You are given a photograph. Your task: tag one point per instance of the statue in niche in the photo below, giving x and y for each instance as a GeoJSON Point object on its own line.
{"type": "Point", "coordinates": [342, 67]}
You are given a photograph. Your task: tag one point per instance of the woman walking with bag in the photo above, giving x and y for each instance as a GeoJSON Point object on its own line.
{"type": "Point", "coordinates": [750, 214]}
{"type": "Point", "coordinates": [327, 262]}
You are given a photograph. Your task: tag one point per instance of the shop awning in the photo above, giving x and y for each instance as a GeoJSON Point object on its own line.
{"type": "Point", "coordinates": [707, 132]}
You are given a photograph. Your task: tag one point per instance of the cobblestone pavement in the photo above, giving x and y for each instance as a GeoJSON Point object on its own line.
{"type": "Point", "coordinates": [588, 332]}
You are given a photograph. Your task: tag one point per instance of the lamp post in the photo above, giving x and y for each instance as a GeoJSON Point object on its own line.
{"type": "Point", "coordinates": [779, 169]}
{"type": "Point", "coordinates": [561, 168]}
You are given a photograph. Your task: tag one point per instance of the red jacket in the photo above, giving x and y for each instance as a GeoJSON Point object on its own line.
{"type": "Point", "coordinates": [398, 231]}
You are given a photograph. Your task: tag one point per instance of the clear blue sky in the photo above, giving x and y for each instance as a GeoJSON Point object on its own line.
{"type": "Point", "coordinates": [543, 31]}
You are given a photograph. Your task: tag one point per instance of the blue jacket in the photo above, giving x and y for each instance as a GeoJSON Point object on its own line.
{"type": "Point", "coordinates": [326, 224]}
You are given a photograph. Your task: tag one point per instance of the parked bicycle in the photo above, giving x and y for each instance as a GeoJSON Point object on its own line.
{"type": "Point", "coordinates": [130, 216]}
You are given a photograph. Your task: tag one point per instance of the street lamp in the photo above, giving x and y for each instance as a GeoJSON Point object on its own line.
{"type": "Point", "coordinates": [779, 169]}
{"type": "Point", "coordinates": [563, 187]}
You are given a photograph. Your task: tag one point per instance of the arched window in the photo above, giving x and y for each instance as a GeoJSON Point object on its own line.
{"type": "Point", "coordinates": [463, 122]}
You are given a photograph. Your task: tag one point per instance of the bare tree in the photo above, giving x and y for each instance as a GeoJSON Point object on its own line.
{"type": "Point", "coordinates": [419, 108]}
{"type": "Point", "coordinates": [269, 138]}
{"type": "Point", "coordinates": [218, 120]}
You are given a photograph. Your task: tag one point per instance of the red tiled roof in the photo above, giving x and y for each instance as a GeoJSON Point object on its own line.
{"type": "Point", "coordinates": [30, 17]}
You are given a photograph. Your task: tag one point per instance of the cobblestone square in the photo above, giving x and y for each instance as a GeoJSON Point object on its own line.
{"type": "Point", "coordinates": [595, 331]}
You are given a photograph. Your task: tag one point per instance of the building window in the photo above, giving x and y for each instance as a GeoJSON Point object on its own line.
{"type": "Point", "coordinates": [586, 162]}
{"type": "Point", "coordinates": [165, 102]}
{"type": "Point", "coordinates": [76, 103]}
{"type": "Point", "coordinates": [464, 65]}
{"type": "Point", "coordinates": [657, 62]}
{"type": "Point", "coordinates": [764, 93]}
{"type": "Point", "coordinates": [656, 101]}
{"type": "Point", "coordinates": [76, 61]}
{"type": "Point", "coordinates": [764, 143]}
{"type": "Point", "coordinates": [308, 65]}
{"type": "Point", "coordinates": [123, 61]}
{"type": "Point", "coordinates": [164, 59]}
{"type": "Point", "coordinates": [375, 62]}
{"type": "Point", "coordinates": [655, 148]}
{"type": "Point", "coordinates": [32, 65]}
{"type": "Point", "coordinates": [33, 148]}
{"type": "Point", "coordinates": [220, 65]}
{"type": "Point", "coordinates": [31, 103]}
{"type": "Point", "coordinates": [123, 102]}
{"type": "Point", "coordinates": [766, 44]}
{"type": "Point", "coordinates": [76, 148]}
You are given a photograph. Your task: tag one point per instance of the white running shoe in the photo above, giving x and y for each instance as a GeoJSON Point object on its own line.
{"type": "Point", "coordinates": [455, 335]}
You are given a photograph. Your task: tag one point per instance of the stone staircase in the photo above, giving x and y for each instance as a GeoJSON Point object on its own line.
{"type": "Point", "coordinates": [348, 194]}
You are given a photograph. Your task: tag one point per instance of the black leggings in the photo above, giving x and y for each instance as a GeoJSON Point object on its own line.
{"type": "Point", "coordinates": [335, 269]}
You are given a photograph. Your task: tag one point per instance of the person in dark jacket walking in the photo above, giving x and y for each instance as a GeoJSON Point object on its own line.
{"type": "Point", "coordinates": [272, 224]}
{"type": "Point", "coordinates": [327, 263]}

────────────────

__Exercise directions__.
Copy out the data shown above without altering anything.

__Response to this exercise__.
You are given a photograph. Your task: tag one point per instance of the statue in niche in the photo below, giving x and y for each instance as a GeoJSON Point object on its own line.
{"type": "Point", "coordinates": [342, 67]}
You are given a photograph. Your task: tag one point per instance of the woman walking with bag in the photo above, giving x and y for each instance as a GeoJSON Point object on its own line.
{"type": "Point", "coordinates": [750, 214]}
{"type": "Point", "coordinates": [327, 262]}
You are given a photograph. Your task: tag one point per instance of the shop awning in the photo above, giving x and y for each instance as a GeoJSON Point object on its own line.
{"type": "Point", "coordinates": [707, 132]}
You are given a photograph. Your task: tag one point per instance of the cobblestone pavement in the photo above, giving x and y for each instance as a GeoJSON Point object on its own line.
{"type": "Point", "coordinates": [588, 332]}
You are given a photograph. Your task: tag one point per instance of the lamp post in the photo above, giving x and y for each instance as a GeoJSON Point object on its own line.
{"type": "Point", "coordinates": [779, 169]}
{"type": "Point", "coordinates": [561, 168]}
You are given a photograph. Your task: tag one point per instance of the red jacket in the photo above, giving x and y for each instance as a GeoJSON Point object on its own line.
{"type": "Point", "coordinates": [398, 231]}
You are given a photograph. Your task: tag one point per instance of the clear blue sky in the photo above, giving x and y for each instance as a GeoJSON Point object on its own line.
{"type": "Point", "coordinates": [543, 31]}
You are given a photograph. Your task: tag one point per instance of the blue jacket in the photo above, giving x and y for each instance as a GeoJSON Point object on its own line.
{"type": "Point", "coordinates": [326, 224]}
You are given a photograph. Your task: tag one point per instance of the parked bicycle in the photo above, giving x and y for each instance as a GeoJSON Point object on its own line.
{"type": "Point", "coordinates": [130, 216]}
You are given a photograph. Your task: tag one point per instance of the street lamp in the photo above, giving x and y for each instance as a GeoJSON Point object on its own line.
{"type": "Point", "coordinates": [779, 169]}
{"type": "Point", "coordinates": [563, 187]}
You are given a photograph. Your task: tag one point per instance of the arched window in the photo above, giving x and y for each instance as a GeoJSON Point object on its own line.
{"type": "Point", "coordinates": [463, 122]}
You are given a photograph. Your task: tag one point per instance of the bare tree in the photo above, giving x and y for each instance as a GeoJSON Point object on its own line.
{"type": "Point", "coordinates": [419, 108]}
{"type": "Point", "coordinates": [269, 138]}
{"type": "Point", "coordinates": [218, 120]}
You are given a photograph. Your task: tag one point per instance of the red tiled roof in the photo above, giving x and y for each instance as a GeoJSON Point object on its own line.
{"type": "Point", "coordinates": [30, 17]}
You are given a photograph. Your task: tag one point per instance of the cobblestone square in the photo above, giving x and y for each instance as a GeoJSON Point object on its own line.
{"type": "Point", "coordinates": [595, 331]}
You are given a photograph. Your task: tag one point per instance of the building window in the photo above, giving x and y for each instance as a GeoJSON Point object on its own line.
{"type": "Point", "coordinates": [586, 162]}
{"type": "Point", "coordinates": [165, 102]}
{"type": "Point", "coordinates": [76, 103]}
{"type": "Point", "coordinates": [464, 65]}
{"type": "Point", "coordinates": [657, 62]}
{"type": "Point", "coordinates": [764, 93]}
{"type": "Point", "coordinates": [656, 101]}
{"type": "Point", "coordinates": [76, 61]}
{"type": "Point", "coordinates": [764, 143]}
{"type": "Point", "coordinates": [308, 65]}
{"type": "Point", "coordinates": [123, 61]}
{"type": "Point", "coordinates": [164, 59]}
{"type": "Point", "coordinates": [375, 62]}
{"type": "Point", "coordinates": [655, 148]}
{"type": "Point", "coordinates": [32, 65]}
{"type": "Point", "coordinates": [33, 148]}
{"type": "Point", "coordinates": [220, 65]}
{"type": "Point", "coordinates": [31, 103]}
{"type": "Point", "coordinates": [123, 102]}
{"type": "Point", "coordinates": [766, 44]}
{"type": "Point", "coordinates": [76, 148]}
You are given a photograph. Your task: tag one point per instance of the white running shoe in the photo above, giving x and y for each instance as a GeoJSON Point object on its own line.
{"type": "Point", "coordinates": [455, 335]}
You are given a photograph. Your task: tag one point per instance of the stone staircase in the photo above, giving x and y for each instance as a GeoJSON Point object on its own line.
{"type": "Point", "coordinates": [348, 194]}
You are given a photograph. Your task: tag one point per instance of the black leggings in the photo above, giving x and y for each instance as a GeoJSON Point object on its own line.
{"type": "Point", "coordinates": [335, 269]}
You are given a photograph. Your task: tag one point per instance of the person in dark jacket walking in the photo above, giving x and y for each instance as a GeoJSON Point object on its own line.
{"type": "Point", "coordinates": [272, 224]}
{"type": "Point", "coordinates": [327, 263]}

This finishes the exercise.